American college football season

The 1981 Colorado Buffaloes football team represented the University of Colorado at Boulder in the Big Eight Conference during the 1981 NCAA Division I-A football season. It was the third and final season for Chuck Fairbanks' as head coach, and the first year of blue jerseys for the Buffaloes, which were phased out in 1984.

The Buffaloes finished at 3–8 (2–5 in Big 8, seventh) for a third consecutive losing season. Home games were played on campus at Folsom Field in Boulder. After a shutout loss at Kansas, CU defeated last-place Kansas State by three points at home in the season finale to avoid the conference cellar.

● Exercise A: According to the football passage, where did the 1981 Buffaloes play their home games?
● Exercise B: Name every school that appears in the football passage.
● Exercise C: Copy the football passage from "The Buffaloes finished" to "the conference cellar.".

● Supplied records:

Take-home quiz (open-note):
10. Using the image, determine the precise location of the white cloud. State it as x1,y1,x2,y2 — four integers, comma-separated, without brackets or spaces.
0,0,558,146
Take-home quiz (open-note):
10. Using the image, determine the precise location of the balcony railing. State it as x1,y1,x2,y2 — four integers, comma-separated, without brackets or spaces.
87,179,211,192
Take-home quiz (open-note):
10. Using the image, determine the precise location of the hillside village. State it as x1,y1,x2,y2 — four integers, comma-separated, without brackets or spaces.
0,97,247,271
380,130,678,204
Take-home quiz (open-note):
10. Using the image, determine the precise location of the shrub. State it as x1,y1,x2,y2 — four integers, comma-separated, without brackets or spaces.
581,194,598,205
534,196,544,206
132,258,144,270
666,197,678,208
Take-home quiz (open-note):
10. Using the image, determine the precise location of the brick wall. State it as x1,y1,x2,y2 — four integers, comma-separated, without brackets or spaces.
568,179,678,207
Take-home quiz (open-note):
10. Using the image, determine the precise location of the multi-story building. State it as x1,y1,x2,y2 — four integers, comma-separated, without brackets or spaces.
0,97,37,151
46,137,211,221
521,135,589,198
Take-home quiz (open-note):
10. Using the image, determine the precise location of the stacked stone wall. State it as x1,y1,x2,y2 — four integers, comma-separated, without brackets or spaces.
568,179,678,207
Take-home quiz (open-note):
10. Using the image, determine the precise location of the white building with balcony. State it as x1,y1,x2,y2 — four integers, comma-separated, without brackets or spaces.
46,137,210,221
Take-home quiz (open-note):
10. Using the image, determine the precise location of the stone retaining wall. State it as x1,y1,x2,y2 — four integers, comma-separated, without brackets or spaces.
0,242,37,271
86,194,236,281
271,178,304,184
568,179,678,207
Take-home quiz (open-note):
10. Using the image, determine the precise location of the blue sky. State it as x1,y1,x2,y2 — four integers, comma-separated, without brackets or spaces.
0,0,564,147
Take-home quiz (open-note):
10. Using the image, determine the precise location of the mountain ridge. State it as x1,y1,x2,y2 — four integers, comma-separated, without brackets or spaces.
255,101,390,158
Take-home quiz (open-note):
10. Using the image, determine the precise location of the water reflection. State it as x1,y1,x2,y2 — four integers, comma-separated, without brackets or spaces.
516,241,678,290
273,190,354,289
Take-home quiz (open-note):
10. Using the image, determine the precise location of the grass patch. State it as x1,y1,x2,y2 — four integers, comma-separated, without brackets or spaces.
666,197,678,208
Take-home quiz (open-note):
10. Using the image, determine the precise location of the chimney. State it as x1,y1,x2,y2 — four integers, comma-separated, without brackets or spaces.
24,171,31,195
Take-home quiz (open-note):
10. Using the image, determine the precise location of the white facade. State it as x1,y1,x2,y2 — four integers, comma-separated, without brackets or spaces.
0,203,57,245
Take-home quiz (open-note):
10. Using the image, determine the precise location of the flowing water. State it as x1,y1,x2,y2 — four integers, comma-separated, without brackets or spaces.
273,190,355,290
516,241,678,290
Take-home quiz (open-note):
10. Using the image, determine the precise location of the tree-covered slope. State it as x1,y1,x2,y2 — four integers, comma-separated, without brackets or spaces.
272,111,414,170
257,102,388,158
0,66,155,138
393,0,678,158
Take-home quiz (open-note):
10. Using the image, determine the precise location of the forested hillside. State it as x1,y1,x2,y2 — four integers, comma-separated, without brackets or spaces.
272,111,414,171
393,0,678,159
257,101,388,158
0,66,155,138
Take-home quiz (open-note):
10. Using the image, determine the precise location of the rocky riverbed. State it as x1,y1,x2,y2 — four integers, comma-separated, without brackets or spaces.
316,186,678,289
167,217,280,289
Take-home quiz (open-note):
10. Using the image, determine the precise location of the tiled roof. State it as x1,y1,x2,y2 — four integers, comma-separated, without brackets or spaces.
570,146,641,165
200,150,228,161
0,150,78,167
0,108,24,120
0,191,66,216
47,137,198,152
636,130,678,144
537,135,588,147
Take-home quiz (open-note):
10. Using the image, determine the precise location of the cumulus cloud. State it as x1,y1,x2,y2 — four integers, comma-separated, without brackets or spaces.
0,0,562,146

● Task solution A: On campus at Folsom Field in Boulder.

● Task solution B: University of Colorado at Boulder, Kansas, Kansas State

● Task solution C:
The Buffaloes finished at 3–8 (2–5 in Big 8, seventh) for a third consecutive losing season. Home games were played on campus at Folsom Field in Boulder. After a shutout loss at Kansas, CU defeated last-place Kansas State by three points at home in the season finale to avoid the conference cellar.